DIRECTIONS FOR THIS TASK | The lines from the one containing "the road marking" through the end of the entries are what to output; reproduce them exactly and add nothing.
========
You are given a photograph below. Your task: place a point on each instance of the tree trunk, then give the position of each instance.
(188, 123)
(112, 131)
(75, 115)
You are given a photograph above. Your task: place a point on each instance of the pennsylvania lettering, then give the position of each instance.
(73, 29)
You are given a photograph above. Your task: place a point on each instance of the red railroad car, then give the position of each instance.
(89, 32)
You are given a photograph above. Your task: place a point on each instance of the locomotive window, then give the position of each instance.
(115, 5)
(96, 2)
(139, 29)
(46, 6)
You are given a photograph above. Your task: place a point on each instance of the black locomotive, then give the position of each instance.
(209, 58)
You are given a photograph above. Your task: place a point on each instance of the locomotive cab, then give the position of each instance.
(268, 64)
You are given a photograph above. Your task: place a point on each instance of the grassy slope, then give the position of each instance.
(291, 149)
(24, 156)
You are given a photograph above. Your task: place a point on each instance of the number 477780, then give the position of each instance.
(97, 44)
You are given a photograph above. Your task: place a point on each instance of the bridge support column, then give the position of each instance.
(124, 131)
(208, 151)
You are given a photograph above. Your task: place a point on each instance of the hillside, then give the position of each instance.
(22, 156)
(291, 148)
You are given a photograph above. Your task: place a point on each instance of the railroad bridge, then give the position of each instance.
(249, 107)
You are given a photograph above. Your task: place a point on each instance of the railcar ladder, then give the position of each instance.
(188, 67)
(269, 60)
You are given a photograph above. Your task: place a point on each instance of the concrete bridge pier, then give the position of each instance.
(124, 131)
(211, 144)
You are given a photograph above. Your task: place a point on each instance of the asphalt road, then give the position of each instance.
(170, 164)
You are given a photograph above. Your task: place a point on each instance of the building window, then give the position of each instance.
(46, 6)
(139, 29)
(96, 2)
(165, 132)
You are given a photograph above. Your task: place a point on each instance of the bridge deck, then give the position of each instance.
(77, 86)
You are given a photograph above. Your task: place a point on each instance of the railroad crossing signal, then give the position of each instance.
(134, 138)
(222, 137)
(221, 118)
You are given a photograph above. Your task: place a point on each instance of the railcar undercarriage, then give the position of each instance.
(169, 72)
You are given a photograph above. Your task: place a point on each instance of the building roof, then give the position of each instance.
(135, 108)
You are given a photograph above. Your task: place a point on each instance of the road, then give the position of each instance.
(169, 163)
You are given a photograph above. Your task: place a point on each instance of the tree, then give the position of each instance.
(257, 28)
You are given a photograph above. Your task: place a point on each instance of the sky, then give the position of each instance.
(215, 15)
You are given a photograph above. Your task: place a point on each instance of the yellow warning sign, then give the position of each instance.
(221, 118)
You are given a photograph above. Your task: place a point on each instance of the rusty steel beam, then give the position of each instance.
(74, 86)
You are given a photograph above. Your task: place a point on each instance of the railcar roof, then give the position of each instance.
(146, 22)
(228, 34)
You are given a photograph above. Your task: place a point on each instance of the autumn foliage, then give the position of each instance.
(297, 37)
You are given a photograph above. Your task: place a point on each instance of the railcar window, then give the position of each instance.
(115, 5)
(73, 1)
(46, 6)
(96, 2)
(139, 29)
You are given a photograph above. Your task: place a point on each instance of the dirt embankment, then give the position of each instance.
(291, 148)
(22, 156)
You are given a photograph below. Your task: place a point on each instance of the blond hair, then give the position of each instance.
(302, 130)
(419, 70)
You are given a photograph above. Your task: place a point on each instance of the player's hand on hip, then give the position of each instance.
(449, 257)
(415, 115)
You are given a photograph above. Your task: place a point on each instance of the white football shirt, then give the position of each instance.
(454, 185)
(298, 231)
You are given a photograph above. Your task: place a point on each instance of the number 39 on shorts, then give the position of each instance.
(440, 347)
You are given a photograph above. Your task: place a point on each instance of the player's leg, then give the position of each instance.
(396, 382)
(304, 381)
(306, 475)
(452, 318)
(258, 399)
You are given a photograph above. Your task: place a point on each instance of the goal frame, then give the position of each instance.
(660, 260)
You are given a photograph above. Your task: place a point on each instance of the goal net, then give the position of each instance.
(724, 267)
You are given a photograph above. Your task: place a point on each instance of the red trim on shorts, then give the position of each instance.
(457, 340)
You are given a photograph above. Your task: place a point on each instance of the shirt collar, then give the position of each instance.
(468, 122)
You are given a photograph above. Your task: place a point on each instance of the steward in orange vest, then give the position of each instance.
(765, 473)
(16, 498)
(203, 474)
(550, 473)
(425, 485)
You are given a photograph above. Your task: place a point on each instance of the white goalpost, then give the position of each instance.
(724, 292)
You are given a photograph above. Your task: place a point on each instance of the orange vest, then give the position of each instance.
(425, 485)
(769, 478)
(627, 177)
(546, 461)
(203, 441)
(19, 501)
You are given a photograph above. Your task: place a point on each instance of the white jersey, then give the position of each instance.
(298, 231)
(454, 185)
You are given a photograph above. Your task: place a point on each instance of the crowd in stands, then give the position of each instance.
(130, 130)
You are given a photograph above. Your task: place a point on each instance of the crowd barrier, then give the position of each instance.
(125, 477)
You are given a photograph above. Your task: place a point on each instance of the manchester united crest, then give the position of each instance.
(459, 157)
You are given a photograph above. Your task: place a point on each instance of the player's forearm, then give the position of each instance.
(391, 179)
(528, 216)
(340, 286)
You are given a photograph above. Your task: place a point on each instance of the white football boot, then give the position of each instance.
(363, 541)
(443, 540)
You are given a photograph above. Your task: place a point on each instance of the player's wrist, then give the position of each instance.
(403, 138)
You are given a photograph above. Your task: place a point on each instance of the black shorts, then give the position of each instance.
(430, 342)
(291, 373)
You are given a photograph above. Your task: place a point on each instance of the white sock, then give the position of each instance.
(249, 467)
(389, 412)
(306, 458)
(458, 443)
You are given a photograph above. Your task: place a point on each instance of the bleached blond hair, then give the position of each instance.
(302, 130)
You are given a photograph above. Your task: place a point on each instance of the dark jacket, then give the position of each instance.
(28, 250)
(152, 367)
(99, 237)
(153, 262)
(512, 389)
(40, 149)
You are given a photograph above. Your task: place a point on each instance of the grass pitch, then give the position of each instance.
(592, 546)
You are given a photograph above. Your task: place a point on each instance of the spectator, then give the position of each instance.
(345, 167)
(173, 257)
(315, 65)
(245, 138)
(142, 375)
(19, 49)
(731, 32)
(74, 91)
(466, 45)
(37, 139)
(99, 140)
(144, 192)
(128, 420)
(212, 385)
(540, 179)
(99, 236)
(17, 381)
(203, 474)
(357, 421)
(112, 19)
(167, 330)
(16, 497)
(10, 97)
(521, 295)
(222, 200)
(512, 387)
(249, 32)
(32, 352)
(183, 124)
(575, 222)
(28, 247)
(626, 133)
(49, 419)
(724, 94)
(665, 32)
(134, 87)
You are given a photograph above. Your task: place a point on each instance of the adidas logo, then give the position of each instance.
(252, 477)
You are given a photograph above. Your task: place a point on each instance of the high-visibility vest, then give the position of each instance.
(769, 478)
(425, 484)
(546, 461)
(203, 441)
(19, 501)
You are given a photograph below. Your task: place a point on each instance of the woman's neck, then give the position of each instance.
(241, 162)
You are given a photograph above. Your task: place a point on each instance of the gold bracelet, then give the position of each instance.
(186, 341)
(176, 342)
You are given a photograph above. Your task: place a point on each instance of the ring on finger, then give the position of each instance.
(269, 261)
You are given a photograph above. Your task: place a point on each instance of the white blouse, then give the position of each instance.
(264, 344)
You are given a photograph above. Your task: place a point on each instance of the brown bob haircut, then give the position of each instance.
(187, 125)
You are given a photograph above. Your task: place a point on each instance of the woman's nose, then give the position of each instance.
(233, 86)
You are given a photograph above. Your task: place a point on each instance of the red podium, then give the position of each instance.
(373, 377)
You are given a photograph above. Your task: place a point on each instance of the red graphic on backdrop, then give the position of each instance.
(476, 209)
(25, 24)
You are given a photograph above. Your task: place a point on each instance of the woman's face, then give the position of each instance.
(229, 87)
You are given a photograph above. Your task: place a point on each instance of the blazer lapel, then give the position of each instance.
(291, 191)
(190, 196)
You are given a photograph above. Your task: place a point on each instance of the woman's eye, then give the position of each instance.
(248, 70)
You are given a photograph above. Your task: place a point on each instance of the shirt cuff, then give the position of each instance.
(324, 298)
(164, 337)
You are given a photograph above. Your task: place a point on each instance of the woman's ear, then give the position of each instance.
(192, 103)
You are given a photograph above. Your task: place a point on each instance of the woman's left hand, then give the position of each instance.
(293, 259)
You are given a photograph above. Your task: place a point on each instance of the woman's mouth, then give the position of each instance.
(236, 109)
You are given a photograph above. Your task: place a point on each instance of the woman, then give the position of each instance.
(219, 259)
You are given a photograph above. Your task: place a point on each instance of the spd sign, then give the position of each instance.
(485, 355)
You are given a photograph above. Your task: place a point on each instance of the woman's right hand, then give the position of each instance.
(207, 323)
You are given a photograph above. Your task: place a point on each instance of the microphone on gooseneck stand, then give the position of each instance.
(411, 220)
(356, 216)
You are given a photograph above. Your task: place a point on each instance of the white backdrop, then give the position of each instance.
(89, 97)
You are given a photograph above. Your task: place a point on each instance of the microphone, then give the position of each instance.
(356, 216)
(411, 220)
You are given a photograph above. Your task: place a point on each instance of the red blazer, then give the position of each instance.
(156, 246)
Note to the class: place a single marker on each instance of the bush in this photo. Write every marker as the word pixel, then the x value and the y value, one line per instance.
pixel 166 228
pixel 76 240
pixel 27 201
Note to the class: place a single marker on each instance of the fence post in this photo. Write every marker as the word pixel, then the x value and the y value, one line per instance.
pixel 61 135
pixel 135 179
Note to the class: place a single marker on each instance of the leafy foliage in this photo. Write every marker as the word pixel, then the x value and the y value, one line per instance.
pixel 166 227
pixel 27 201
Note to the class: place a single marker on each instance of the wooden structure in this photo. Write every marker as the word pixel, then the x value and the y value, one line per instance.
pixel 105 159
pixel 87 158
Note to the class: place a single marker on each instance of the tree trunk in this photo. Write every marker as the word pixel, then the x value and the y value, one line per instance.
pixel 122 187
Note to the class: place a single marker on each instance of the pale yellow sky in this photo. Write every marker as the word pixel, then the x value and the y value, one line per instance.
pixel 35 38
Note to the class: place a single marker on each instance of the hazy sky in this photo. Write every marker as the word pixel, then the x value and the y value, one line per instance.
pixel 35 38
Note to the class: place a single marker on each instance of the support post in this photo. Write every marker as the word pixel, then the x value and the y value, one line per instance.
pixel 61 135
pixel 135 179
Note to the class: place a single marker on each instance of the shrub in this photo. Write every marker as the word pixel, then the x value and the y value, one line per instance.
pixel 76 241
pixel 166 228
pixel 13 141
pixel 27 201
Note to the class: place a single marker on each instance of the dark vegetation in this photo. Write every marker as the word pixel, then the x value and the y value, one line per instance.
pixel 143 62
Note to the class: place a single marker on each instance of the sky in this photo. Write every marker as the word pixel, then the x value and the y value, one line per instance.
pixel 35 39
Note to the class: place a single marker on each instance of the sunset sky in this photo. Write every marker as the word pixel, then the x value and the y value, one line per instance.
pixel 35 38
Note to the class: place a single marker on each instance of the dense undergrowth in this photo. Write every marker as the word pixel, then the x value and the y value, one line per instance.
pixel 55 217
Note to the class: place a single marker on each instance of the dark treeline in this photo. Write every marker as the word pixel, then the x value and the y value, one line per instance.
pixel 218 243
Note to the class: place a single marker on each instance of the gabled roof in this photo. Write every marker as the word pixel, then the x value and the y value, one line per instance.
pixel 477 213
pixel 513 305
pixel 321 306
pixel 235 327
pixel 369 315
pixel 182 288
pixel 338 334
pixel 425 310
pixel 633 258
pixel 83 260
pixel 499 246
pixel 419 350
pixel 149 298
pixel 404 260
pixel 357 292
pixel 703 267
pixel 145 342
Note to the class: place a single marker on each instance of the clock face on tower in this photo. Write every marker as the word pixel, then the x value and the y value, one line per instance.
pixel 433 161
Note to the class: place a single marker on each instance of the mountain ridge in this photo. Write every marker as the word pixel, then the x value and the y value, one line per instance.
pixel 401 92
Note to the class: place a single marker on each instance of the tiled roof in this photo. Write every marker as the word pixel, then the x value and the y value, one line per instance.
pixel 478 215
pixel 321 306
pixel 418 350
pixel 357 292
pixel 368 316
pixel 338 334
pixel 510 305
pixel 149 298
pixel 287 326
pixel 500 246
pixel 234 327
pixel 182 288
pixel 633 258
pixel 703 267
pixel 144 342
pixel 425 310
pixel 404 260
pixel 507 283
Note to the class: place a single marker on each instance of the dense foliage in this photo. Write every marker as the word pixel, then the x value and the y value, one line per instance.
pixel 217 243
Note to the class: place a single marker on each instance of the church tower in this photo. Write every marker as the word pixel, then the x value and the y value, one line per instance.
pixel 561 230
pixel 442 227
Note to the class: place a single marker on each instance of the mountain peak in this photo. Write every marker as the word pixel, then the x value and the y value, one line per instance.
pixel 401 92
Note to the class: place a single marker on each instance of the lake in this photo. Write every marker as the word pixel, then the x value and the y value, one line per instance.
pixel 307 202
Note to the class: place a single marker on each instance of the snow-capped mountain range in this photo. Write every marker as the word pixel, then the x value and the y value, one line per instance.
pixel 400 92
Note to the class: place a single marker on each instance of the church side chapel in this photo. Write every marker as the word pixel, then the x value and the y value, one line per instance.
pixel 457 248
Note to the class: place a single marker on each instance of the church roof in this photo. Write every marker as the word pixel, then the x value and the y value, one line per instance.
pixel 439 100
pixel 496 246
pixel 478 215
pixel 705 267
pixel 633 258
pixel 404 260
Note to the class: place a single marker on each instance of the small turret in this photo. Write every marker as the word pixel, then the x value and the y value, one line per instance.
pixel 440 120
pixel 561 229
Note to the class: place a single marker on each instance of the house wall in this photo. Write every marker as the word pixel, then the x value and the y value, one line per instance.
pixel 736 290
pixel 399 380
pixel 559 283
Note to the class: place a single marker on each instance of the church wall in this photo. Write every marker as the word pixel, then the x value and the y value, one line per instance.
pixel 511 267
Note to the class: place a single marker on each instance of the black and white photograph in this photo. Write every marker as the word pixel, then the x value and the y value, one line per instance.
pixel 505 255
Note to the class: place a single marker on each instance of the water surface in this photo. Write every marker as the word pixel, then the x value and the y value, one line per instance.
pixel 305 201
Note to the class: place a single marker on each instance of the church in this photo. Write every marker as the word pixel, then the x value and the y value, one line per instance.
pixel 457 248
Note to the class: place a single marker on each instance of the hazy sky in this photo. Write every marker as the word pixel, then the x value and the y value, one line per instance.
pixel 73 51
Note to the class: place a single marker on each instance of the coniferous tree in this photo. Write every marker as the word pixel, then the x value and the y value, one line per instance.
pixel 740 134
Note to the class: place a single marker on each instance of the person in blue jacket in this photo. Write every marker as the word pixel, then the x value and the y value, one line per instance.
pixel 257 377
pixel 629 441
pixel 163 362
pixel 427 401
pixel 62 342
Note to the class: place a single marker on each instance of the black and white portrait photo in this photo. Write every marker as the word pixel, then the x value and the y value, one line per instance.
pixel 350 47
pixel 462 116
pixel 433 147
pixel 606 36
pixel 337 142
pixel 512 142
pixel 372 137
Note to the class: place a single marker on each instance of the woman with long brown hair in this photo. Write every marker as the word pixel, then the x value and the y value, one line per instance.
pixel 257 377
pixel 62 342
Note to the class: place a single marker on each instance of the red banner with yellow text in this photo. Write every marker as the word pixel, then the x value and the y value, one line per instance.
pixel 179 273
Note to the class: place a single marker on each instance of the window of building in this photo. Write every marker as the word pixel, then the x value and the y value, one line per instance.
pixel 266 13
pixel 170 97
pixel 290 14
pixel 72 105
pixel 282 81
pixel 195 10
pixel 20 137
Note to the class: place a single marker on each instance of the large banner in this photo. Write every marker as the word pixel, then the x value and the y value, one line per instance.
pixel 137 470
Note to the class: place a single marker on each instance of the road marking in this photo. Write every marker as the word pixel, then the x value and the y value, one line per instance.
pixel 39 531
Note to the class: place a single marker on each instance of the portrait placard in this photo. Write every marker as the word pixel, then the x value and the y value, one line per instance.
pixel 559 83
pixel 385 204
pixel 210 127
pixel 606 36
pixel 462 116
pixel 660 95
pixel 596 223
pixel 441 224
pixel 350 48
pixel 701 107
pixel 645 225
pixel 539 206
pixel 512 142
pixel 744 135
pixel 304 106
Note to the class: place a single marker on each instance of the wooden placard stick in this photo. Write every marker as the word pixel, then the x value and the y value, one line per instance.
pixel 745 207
========
RESPONSE |
Note to the class: place a single marker on each instance of the road marking in this photo. Write every marker as the word pixel, then the x value and the y value, one line per instance.
pixel 39 531
Note to the class: place a single marker on each instance of the portrait placard in this photo. Write every marker as the word pixel, then the x value and the y value, one line per instance.
pixel 559 83
pixel 385 204
pixel 210 127
pixel 606 36
pixel 462 116
pixel 660 95
pixel 596 223
pixel 441 224
pixel 350 48
pixel 701 107
pixel 645 225
pixel 539 206
pixel 512 142
pixel 744 135
pixel 304 106
Note to the class: place a single marker on each instance of the wooden placard stick in this photo. Write every marker as the word pixel, then the x value and the y value, one line per instance.
pixel 745 207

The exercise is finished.